§ Texto proporcionado

Escritor de culto en Estados Unidos y desconocido en Argentina, Elliott Chaze publicó en los años ’50 Mi ángel tiene alas negras, novela clásica del policial negro. Una verdadera joya del género que acaba de rescatar, con traducción de Carlos Gardini, La Bestia Equilátera.
Raymond Chandler daba un consejo de oro a los escritores de novela negra: “Cuando estés hecho un lío, haz entrar una mujer con un buen par de tetas”. De una forma bastante irónica, el comentario deja entrever lo que parece ser la hechura del género. Simple como la receta de la chocotorta. Pero cuidado con las proporciones, el gusto, la textura, la resolución final. Cuidado, porque hay que tener mano.
La lectura de Mi ángel tiene alas negras, de Elliott Chaze, produce una sensación similar a un puñetazo en el estómago. Publicada por primera vez en 1953 y editada recientemente en la Argentina por La Bestia Equilátera (en una excelente traducción de Carlos Gardini) Mi ángel tiene alas negras derrama desde las primeras líneas una dureza implacable. A la vista están todos los códigos del género, reconocibles de forma inmediata: el antihéroe, la mujer fatal y el dinero. Montones de dinero. Billetes sucios, gastados, manchados de sangre. Y por supuesto la víctima, por la que no sentimos ni la mitad de simpatía que la que nos despierta la pareja de protagonistas. Bajo todos estos estereotipos, corre el asombroso talento de Chaze.

§ Trabajo pedido
(1) Según la reseña sobre Mi ángel tiene alas negras, ¿por qué hay que cuidar las proporciones, el gusto y la textura al escribir novela negra? Responde en una a tres oraciones.
(2) Retoma la reseña sobre Mi ángel tiene alas negras y sigue escribiéndola a partir de su última oración.
No hace falta consultar las filas.

§ Filas de datos

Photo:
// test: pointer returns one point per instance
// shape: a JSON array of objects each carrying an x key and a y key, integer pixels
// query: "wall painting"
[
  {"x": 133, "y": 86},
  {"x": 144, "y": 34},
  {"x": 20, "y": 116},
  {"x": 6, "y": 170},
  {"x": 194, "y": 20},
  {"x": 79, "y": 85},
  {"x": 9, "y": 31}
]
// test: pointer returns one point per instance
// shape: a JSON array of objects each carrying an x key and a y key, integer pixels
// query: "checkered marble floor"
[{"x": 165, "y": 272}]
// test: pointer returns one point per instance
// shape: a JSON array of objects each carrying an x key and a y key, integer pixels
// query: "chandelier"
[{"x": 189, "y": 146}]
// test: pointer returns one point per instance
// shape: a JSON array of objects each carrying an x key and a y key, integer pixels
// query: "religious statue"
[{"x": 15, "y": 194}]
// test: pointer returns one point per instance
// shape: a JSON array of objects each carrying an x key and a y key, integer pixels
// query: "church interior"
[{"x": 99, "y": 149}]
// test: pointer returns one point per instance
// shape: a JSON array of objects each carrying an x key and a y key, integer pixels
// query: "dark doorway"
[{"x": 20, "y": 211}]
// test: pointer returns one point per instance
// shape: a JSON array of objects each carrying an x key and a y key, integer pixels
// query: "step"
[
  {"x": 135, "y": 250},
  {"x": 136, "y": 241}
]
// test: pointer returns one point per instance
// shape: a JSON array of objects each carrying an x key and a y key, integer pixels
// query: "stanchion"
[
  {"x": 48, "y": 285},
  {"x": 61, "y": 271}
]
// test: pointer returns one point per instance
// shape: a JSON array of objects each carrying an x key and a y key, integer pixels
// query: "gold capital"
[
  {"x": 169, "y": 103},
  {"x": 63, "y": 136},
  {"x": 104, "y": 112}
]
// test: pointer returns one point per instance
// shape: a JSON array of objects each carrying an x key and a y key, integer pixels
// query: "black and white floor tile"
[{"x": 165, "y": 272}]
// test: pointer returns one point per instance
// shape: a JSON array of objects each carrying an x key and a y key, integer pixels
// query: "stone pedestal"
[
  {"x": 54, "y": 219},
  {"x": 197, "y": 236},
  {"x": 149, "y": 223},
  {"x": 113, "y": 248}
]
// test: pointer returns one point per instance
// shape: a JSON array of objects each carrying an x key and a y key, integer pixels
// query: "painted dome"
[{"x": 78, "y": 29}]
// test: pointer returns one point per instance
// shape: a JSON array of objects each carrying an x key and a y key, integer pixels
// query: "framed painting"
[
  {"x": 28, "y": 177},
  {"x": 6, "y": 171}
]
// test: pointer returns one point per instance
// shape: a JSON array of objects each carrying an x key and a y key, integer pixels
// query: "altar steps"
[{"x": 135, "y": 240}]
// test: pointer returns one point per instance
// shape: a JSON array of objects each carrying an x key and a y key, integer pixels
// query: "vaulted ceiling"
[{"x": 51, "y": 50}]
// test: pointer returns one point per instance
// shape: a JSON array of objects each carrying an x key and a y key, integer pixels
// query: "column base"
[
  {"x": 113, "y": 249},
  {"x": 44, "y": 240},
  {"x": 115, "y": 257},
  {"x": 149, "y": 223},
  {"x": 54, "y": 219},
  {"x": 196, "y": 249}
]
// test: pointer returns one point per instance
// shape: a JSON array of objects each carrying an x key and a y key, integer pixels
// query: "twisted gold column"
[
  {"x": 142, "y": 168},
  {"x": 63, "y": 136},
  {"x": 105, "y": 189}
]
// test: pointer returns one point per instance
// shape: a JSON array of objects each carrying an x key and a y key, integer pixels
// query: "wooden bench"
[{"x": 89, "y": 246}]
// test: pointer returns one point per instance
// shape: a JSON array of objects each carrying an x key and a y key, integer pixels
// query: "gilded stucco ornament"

§ Resultados
(1) Porque, aunque la receta del género parezca tan simple como la de la chocotorta, hay que tener mano para que salga bien.

(2)
Nacido en Louisiana en 1915, Elliott Chaze es considerado un maestro del policial. Desconocido en la Argentina, escritor de culto en Estados Unidos, Chaze dedicó toda su vida al periodismo. Sus columnas y artículos aparecieron en The New Yorker, Cosmopolitan, Collier’s y Reader’s Digest y cuando la profesión le dejaba un rato libre, se ponía a escribir una novela. Publicó nueve novelas, entre las cuales Mi ángel tiene alas negras es considerada una verdadera joya del género. Profesional, estilista, irónico, brillante, cuando murió, en 1990, ni él mismo era consciente del prestigio que habían alcanzado sus obras entre los círculos de lectores y críticos. El año pasado, Barry Gifford, escritor, editor y amigo de Chaze y antiguo colaborador de David Lynch, comenzó la adaptación al cine de Mi ángel tiene alas negras, con Anna Paquin y Tom Hiddleston en los roles principales. En una entrevista declaró: “Se trata de una novela asombrosamente bien escrita. Que gire en torno de un crimen es apenas un detalle”.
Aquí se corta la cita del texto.